Study material >>

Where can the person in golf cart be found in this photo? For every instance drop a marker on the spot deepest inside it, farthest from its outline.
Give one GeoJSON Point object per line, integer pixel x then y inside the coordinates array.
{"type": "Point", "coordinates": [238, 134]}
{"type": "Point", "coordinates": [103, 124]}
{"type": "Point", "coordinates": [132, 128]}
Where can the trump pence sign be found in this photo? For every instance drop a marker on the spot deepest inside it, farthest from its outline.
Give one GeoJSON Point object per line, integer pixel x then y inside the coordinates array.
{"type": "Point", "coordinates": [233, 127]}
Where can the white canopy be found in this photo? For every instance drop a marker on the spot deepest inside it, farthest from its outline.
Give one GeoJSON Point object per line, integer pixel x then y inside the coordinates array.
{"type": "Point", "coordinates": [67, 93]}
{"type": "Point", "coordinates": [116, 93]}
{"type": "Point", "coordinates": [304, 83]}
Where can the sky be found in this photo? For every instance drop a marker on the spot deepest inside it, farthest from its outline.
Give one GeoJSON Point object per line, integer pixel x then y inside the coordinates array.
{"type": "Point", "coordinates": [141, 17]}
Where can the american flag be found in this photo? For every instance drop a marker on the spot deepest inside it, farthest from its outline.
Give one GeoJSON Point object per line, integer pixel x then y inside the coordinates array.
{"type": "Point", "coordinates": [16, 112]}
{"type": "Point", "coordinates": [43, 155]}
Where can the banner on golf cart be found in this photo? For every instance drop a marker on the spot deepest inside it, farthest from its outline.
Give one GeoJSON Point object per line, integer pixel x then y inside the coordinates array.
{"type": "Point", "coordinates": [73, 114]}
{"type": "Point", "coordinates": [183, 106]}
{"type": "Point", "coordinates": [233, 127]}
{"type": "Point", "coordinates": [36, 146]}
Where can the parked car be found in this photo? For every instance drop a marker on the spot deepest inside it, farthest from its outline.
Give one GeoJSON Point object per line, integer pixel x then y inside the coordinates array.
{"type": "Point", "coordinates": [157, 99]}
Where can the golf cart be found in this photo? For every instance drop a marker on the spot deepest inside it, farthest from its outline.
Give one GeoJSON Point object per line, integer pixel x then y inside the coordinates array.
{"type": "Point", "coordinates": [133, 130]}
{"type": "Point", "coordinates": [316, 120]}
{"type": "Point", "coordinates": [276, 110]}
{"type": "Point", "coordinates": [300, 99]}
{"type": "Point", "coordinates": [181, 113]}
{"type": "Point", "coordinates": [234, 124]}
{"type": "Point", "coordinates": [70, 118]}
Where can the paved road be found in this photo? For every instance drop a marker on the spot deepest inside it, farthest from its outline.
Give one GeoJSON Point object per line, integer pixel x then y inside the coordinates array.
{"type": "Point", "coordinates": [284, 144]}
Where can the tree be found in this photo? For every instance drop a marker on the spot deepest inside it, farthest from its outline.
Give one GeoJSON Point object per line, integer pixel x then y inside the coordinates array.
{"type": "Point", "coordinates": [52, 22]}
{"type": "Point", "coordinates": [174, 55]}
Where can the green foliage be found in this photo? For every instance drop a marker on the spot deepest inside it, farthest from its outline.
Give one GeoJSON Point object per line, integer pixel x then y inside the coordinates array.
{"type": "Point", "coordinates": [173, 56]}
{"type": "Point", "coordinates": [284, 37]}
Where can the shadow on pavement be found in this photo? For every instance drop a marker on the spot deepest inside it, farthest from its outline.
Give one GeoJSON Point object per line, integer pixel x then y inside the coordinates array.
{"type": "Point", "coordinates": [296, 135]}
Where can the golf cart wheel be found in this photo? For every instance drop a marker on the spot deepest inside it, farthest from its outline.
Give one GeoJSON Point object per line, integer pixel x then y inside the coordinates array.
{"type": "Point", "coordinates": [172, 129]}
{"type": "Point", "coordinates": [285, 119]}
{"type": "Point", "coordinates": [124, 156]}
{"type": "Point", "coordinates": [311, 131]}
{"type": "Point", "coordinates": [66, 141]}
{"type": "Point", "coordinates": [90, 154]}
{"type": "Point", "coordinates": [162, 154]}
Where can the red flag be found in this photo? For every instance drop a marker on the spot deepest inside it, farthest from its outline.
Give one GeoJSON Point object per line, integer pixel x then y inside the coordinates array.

What is needed >> Could you write out every entry above exactly as it appears?

Your response >>
Where can the person in golf cart be found in this photo? For every instance drop a marker on the spot deepest inside it, farthest from its outline.
Give one GeoJSON Point object per line, integer pixel x then y inside the coordinates array.
{"type": "Point", "coordinates": [238, 134]}
{"type": "Point", "coordinates": [103, 124]}
{"type": "Point", "coordinates": [132, 128]}
Where can the trump pence sign be found in this photo? For every instance drop a marker on the spot deepest inside it, farthest from its outline.
Give one GeoJSON Point object per line, integer pixel x then y inside the coordinates array.
{"type": "Point", "coordinates": [233, 127]}
Where can the white canopy be found in this photo? For every instance drop a marker on the spot deepest inside it, farthest from its outline.
Give one GeoJSON Point object per line, integer pixel x then y inside the coordinates array.
{"type": "Point", "coordinates": [67, 93]}
{"type": "Point", "coordinates": [116, 93]}
{"type": "Point", "coordinates": [304, 83]}
Where can the sky be found in this photo? For every instance drop a marker on the spot deepest inside it, farthest from its outline.
Give one GeoJSON Point object per line, integer pixel x then y inside the coordinates array.
{"type": "Point", "coordinates": [141, 17]}
Where can the american flag be found in this photo? For every instance drop a marker on the spot deepest inside it, farthest from its outline.
Give one GeoJSON Point object per line, integer pixel x then y inside the coordinates array.
{"type": "Point", "coordinates": [16, 112]}
{"type": "Point", "coordinates": [43, 155]}
Where can the banner on golf cart be found in this photo? For every instance drop a marker on the spot deepest inside it, farthest from its outline.
Give one GeoJSON Point object per line, integer pixel x then y inside the coordinates array.
{"type": "Point", "coordinates": [73, 114]}
{"type": "Point", "coordinates": [183, 106]}
{"type": "Point", "coordinates": [233, 127]}
{"type": "Point", "coordinates": [36, 146]}
Where can the parked car be found in this photo? For every instance drop a marker on the spot deepest inside it, farthest from its outline.
Give one GeoJSON Point object per line, integer pixel x then y inside the coordinates array.
{"type": "Point", "coordinates": [157, 99]}
Where can the golf cart be found in this photo? For every instance drop a marker on the spot deepest inside it, farthest from its outline.
Give one GeoJSON Point object per line, integer pixel x then y inside the coordinates array.
{"type": "Point", "coordinates": [133, 130]}
{"type": "Point", "coordinates": [316, 120]}
{"type": "Point", "coordinates": [276, 110]}
{"type": "Point", "coordinates": [300, 99]}
{"type": "Point", "coordinates": [181, 113]}
{"type": "Point", "coordinates": [234, 124]}
{"type": "Point", "coordinates": [70, 118]}
Where can the paved road be found in this photo? For every instance drop a marker on the spot deepest inside it, farthest from its outline.
Give one GeoJSON Point object per line, integer pixel x then y inside the coordinates array.
{"type": "Point", "coordinates": [284, 144]}
Where can the tree be found in this photo? For every instance drop a marker on the spot deepest inside it, farthest from its outline.
Give one GeoJSON Point object per line, integer pixel x then y inside the coordinates array.
{"type": "Point", "coordinates": [52, 22]}
{"type": "Point", "coordinates": [174, 55]}
Where can the green foliage be found in this photo? For every instance drop a marker on the spot deepest inside it, farthest from its outline.
Give one GeoJSON Point object per line, integer pixel x then y inside the coordinates array.
{"type": "Point", "coordinates": [173, 56]}
{"type": "Point", "coordinates": [284, 37]}
Where can the shadow on pavement be found in this photo? For every instance drop a marker on the spot deepest inside it, farthest from its outline.
Give one GeoJSON Point object per line, integer pixel x then y inside the coordinates array.
{"type": "Point", "coordinates": [296, 135]}
Where can the golf cart wheel be found in this photo? For every instance drop a marker on the spot deepest inside it, farthest from its outline.
Give one GeoJSON Point object per line, integer pixel x then y inside the coordinates array.
{"type": "Point", "coordinates": [172, 129]}
{"type": "Point", "coordinates": [285, 119]}
{"type": "Point", "coordinates": [124, 156]}
{"type": "Point", "coordinates": [311, 131]}
{"type": "Point", "coordinates": [66, 141]}
{"type": "Point", "coordinates": [90, 154]}
{"type": "Point", "coordinates": [162, 154]}
Where can the red flag be found in this photo? For every instance drop a marker on the spot deepest inside it, farthest from its outline.
Give one GeoJSON Point object per line, integer pixel x then y inside the coordinates array.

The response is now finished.